▶ **What is expected**:
Locate the line that contains "like x=207 y=171.", then copy it and all later lines of the data below exactly, through the last one.
------------------------
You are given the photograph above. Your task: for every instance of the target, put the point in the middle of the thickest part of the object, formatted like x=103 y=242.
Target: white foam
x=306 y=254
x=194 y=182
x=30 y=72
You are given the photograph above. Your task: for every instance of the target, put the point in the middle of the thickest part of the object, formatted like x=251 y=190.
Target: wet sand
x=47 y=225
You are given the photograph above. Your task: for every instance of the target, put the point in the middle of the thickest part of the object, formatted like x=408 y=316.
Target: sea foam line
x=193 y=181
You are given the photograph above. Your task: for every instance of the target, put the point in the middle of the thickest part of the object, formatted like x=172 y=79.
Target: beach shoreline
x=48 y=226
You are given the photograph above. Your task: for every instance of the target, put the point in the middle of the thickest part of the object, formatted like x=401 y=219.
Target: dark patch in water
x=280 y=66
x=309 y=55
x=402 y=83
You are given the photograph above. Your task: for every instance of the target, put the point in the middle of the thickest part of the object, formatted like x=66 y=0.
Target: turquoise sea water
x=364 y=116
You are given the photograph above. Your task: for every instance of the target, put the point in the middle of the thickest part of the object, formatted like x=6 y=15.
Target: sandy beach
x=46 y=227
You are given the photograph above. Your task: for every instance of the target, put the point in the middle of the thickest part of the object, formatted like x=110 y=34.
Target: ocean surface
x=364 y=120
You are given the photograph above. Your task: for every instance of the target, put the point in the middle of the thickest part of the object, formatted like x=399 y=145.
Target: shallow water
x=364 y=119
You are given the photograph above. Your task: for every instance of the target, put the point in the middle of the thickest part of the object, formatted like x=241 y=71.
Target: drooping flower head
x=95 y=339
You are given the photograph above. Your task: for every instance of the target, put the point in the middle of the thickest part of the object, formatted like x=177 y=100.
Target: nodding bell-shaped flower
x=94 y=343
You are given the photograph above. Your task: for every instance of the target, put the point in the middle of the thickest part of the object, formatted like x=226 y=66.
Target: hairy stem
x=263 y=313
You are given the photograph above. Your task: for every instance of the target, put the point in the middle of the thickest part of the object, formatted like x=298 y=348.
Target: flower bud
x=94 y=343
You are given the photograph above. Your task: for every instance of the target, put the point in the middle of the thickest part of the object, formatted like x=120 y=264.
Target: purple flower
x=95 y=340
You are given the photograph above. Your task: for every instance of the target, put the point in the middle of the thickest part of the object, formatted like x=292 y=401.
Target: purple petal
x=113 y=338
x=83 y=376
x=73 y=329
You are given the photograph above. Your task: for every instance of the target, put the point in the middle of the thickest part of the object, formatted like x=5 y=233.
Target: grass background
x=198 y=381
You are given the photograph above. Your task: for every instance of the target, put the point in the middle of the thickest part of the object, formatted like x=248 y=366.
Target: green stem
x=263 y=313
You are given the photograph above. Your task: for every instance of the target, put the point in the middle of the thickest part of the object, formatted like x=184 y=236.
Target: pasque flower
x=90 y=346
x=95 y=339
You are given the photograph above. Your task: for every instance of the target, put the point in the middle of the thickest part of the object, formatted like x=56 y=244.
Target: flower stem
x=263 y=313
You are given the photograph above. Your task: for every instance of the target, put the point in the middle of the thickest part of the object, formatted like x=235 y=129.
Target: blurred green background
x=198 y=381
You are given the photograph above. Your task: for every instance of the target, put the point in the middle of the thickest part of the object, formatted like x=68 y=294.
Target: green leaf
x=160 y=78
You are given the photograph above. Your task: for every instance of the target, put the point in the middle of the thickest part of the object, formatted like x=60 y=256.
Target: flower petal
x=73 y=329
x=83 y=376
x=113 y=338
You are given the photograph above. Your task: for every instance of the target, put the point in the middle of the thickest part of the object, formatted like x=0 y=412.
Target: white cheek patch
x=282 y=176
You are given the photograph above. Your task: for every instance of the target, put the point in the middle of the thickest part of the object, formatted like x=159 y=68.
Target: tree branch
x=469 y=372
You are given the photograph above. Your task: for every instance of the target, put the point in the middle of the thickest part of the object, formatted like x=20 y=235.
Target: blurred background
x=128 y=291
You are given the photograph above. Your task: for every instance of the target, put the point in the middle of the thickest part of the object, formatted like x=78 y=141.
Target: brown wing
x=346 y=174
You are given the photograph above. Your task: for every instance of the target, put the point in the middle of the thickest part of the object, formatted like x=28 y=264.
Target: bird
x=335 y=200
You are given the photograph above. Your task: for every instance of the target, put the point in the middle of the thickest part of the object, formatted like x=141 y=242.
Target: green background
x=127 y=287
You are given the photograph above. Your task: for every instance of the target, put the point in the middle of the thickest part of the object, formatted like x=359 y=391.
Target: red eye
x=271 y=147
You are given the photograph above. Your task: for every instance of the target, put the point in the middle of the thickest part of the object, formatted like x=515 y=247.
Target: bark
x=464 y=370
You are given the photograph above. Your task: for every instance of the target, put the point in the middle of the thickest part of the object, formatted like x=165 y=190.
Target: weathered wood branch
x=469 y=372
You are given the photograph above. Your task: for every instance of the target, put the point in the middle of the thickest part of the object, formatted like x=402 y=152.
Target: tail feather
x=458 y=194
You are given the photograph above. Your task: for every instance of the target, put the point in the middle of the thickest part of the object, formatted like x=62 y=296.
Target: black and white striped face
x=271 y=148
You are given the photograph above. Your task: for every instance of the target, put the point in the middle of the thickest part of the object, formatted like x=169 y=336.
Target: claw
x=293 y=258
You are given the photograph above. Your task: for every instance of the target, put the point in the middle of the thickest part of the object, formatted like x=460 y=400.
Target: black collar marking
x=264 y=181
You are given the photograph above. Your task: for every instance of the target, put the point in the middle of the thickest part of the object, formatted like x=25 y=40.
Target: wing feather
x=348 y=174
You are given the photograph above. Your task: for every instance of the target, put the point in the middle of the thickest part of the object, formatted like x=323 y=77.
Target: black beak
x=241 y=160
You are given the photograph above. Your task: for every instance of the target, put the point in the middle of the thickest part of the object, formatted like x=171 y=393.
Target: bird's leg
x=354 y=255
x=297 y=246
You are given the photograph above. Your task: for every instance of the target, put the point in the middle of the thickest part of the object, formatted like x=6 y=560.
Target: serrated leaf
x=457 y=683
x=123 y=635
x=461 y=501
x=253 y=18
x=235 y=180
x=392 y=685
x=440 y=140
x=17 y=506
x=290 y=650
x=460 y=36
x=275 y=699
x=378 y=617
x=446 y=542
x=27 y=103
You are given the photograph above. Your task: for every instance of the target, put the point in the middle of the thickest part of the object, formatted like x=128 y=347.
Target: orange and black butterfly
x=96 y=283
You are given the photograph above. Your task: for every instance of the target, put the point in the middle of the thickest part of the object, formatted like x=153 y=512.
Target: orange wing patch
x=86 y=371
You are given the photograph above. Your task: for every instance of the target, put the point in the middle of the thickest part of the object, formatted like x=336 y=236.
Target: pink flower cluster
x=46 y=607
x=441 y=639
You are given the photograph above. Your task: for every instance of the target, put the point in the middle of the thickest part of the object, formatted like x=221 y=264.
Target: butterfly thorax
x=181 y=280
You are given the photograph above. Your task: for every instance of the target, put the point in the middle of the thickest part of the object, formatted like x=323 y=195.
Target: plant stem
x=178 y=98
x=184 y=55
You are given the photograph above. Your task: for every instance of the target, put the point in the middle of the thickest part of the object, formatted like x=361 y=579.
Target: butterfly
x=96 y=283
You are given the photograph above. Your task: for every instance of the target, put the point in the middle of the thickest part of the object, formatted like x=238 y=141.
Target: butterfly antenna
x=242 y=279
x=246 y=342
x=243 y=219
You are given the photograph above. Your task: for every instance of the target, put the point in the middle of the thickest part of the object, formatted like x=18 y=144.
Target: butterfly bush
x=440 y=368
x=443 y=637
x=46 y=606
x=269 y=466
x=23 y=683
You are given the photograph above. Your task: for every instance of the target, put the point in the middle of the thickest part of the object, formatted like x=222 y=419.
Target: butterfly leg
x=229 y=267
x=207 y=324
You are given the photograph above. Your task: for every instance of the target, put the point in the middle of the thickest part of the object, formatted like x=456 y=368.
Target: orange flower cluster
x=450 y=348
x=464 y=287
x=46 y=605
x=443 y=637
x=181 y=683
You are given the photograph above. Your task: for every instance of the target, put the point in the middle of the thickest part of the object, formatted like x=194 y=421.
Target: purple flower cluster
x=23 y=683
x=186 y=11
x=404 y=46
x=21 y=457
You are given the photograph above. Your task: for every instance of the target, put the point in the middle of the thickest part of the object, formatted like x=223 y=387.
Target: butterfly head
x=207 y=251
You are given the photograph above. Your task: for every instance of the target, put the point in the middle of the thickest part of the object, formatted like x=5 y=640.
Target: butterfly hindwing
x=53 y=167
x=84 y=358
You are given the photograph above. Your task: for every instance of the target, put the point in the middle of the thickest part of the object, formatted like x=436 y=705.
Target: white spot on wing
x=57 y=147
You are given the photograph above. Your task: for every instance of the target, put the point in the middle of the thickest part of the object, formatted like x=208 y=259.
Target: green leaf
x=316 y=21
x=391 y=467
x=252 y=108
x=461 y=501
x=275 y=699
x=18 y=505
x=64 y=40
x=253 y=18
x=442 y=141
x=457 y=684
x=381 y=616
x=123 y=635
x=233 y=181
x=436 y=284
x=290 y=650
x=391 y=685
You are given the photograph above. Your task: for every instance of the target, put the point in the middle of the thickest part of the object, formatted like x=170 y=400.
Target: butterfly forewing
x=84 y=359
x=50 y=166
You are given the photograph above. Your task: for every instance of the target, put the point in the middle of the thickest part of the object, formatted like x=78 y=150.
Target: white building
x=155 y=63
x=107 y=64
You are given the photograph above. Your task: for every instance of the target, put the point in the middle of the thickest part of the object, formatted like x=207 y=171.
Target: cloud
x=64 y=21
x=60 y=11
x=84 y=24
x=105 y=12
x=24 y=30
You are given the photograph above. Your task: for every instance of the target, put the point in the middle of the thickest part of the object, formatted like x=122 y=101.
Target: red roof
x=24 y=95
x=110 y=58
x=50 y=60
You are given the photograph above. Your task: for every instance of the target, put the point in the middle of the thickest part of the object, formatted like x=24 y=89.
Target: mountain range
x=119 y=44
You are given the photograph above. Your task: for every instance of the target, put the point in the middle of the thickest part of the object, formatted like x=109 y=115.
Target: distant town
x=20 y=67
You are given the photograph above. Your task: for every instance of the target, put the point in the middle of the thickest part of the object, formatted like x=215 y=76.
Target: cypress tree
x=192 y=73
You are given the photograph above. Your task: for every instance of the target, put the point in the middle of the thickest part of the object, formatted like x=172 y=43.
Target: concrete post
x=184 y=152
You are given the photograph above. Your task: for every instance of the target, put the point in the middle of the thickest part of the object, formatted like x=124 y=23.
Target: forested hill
------------------------
▶ **Solution for this problem**:
You are given the photograph above. Your task: for every instance of the target, put the point in the middle of the thickest part of the object, formatted like x=207 y=171.
Target: cloud
x=64 y=21
x=60 y=11
x=84 y=24
x=105 y=12
x=24 y=30
You are given the photograph above. Your task: for every instance of the target, put the point in the middle of the thickest part of the object, formatted like x=122 y=101.
Target: red roof
x=24 y=95
x=110 y=58
x=50 y=60
You are given the photograph above. Your task: for every instance of the target, put the point in the middle of the thickest part of the object, formatted like x=24 y=89.
Target: mountain range
x=119 y=44
You are given the photograph above. Your task: for every instance of the target, put the point in the middle of the thickest part of the object, formatted like x=109 y=115.
Target: distant town
x=20 y=67
You are given the photograph above. Your task: for every instance of the target, put the point in the middle of the thickest part of the object, formatted like x=215 y=76.
Target: cypress tree
x=192 y=73
You are given the photograph above. Your task: for every instance of the target, put the point in the middle of the thickest part of the object, formatted like x=172 y=43.
Target: concrete post
x=184 y=152
You are given the photograph above. Your task: for every instance of the target, put the point in the middle of the thickest part of the object, formatted like x=124 y=23.
Target: forested hill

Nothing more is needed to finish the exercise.